## Data for this exercise
==*==
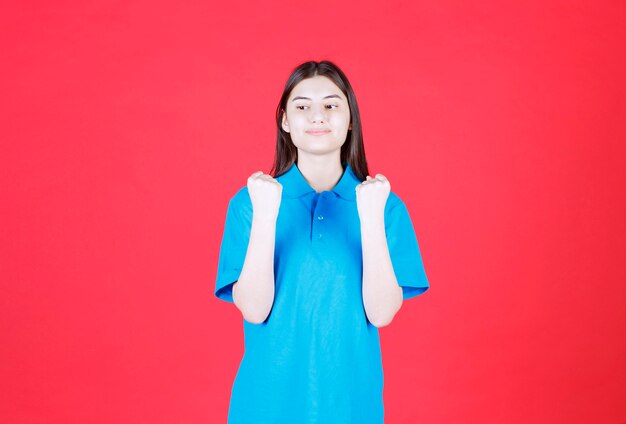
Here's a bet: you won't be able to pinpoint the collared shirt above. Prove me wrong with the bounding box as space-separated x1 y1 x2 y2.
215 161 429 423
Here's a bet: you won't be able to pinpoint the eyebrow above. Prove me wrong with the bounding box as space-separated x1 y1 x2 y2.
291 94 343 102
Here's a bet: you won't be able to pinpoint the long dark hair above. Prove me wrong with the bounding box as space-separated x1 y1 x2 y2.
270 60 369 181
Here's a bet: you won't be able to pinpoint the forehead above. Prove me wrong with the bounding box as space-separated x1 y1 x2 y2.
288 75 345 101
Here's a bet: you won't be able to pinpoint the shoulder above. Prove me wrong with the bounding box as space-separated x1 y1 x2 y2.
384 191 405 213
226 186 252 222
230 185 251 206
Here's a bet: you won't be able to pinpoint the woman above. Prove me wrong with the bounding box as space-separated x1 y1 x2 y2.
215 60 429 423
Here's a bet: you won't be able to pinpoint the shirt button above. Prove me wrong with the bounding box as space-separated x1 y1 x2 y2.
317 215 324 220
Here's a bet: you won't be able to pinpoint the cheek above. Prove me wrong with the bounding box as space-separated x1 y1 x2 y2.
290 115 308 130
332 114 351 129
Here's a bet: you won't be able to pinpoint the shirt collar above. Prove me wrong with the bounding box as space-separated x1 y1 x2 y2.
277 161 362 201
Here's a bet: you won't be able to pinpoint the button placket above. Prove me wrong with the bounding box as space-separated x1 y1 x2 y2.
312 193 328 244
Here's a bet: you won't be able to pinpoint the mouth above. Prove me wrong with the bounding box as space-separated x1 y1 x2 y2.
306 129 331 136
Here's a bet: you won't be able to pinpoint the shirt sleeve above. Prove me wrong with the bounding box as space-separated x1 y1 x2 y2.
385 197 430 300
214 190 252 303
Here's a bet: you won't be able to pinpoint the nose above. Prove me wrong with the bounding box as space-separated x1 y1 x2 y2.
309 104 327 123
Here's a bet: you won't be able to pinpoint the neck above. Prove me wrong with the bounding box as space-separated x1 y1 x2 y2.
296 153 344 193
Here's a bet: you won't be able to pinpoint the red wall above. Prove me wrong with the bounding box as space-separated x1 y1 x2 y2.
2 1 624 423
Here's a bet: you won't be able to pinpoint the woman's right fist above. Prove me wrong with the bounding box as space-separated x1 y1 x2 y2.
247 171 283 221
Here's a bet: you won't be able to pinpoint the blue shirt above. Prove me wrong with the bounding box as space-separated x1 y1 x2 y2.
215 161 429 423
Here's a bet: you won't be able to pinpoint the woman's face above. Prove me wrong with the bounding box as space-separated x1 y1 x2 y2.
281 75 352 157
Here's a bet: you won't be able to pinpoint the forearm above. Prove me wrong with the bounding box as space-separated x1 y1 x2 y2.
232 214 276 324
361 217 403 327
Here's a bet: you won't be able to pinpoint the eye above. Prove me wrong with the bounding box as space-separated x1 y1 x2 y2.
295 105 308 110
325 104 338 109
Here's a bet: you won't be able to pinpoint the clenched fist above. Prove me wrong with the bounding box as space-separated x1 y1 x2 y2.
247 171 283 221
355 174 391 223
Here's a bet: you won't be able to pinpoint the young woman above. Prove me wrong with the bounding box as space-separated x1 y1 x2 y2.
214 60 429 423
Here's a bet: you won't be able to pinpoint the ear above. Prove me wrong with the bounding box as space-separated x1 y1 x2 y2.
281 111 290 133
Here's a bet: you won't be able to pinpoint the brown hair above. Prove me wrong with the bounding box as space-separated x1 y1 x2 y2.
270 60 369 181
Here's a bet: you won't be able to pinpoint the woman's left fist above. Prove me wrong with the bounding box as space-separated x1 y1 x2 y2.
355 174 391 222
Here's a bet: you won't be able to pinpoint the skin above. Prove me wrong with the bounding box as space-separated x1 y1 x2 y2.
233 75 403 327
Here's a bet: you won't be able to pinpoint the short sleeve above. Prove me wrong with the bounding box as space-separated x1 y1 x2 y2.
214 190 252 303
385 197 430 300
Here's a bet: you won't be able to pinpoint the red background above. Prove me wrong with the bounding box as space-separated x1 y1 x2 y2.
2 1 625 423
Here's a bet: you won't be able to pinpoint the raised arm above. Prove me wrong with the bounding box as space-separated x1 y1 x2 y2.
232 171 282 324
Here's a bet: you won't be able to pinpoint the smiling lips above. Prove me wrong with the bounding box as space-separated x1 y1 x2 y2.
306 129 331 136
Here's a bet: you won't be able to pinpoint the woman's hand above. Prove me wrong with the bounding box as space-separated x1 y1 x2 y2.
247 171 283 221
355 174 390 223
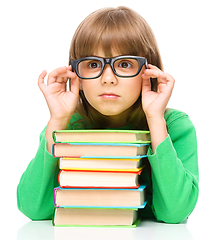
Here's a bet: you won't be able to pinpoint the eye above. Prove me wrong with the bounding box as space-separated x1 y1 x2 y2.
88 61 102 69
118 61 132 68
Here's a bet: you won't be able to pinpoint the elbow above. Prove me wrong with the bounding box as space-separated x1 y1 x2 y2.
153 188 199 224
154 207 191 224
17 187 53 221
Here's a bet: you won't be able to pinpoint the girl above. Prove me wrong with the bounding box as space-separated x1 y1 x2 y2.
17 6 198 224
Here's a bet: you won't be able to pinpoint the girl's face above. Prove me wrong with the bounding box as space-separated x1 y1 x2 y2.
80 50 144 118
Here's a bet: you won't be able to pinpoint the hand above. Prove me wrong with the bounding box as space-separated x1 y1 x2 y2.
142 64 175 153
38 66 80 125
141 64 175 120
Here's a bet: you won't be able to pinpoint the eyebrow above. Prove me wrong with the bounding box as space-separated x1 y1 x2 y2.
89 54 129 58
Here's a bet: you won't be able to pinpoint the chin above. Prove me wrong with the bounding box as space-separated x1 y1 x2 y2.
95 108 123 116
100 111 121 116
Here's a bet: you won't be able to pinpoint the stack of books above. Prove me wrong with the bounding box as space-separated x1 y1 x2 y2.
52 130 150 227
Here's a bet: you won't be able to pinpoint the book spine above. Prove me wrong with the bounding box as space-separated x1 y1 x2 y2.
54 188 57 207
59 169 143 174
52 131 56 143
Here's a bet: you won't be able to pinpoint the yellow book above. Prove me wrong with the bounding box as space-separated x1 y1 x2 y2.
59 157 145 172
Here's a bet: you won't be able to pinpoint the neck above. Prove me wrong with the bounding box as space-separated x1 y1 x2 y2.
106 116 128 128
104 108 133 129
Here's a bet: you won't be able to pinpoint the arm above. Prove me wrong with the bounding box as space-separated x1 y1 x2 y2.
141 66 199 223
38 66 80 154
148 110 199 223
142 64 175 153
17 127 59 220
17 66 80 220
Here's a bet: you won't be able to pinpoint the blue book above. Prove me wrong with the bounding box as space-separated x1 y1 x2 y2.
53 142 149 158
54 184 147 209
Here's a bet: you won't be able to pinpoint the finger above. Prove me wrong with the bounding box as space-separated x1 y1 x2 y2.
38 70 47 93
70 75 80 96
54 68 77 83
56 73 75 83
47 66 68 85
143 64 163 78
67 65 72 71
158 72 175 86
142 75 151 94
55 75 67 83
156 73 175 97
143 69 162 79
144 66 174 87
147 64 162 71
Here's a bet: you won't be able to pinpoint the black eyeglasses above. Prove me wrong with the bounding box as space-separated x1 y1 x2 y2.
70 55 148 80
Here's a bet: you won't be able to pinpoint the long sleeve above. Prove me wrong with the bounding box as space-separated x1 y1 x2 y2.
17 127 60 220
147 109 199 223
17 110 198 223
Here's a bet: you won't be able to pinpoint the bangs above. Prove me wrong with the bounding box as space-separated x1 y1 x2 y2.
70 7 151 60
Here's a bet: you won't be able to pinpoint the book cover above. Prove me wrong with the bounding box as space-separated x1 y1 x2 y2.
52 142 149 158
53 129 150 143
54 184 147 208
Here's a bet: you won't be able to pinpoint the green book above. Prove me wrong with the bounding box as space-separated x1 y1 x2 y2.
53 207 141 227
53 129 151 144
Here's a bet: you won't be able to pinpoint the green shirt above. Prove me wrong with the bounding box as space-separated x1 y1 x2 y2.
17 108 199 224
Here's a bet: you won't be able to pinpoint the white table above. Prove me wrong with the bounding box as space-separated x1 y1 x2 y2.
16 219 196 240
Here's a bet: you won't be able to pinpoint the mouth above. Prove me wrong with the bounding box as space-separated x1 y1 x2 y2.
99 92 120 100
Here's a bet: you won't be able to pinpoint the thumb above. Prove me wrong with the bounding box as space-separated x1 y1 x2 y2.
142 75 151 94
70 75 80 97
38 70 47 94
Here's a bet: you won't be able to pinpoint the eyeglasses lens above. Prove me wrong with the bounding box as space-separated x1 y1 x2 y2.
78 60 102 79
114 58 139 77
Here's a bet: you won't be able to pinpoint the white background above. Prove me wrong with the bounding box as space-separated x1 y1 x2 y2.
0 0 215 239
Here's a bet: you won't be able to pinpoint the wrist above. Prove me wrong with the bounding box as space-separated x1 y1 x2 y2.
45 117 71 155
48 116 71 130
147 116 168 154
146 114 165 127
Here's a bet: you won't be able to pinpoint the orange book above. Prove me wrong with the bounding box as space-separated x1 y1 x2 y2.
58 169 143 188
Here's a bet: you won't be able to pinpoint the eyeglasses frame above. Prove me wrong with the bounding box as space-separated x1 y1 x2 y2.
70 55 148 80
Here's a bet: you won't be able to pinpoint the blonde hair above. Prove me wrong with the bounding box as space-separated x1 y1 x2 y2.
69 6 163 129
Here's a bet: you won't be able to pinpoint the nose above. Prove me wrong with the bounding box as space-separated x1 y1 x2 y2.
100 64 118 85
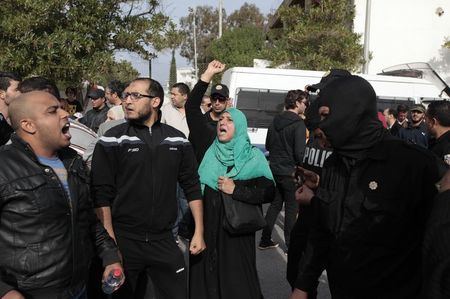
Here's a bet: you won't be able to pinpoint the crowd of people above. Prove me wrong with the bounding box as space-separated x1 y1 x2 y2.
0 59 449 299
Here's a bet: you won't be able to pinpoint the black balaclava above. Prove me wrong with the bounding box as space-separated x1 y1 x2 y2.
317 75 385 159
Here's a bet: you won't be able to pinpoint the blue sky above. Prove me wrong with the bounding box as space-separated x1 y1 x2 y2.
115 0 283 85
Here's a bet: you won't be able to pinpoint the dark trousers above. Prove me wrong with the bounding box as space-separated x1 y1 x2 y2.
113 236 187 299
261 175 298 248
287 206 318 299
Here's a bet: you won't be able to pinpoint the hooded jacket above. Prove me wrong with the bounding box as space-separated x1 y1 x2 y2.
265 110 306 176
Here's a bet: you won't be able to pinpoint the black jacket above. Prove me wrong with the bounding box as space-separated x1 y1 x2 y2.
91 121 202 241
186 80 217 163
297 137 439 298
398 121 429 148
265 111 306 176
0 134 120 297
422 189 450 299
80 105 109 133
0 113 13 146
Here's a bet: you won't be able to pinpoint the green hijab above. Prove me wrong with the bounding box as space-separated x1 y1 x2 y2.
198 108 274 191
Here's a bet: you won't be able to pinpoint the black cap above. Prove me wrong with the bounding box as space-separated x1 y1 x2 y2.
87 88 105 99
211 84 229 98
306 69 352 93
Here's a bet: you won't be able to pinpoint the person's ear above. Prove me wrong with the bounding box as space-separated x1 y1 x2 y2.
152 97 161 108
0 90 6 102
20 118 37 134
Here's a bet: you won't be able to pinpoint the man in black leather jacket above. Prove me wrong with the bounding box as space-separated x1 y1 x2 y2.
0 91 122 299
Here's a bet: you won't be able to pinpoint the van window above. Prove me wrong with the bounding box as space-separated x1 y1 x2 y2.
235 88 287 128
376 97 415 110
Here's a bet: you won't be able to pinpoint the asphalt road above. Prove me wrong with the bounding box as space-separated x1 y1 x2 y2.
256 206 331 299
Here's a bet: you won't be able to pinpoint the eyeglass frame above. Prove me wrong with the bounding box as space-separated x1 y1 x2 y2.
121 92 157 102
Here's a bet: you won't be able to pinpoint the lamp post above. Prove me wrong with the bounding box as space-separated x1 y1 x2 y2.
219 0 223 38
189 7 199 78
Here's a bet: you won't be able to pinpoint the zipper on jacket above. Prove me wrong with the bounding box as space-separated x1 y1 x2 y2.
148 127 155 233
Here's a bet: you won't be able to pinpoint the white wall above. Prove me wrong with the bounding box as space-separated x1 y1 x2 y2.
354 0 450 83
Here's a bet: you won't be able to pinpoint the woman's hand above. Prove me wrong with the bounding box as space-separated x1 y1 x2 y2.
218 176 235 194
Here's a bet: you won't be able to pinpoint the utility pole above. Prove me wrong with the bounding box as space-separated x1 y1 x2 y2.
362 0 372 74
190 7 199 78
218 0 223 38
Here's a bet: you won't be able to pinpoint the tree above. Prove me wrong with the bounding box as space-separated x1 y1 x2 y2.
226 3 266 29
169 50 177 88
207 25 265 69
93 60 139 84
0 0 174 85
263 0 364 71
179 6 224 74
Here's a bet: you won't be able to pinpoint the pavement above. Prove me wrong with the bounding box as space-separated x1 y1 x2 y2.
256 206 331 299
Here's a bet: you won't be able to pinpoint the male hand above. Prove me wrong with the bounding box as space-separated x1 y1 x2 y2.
==*==
## What you should do
Return exactly the line that contains "Here's a bet: you won't be able to pinpoint the tree" and every line after it, through the last line of the records.

## Response to the exercise
Here's a bet: you won't be able to pinpoint the tree above. Prove me wrong with the bounding box as space-separated x1 y1 x2 y2.
226 3 266 29
169 50 177 88
207 25 265 69
93 60 139 84
0 0 174 85
263 0 364 71
179 6 224 74
Here's a bet: you won't be able to pinpoint the pavement above. Prove me wrong with the bounding box as space-separated x1 y1 x2 y2.
256 206 331 299
Here's a bet: you won't be able to pinpoint the male hand above. Prove me wrong with the bounding box as space-separated x1 y1 x2 y2.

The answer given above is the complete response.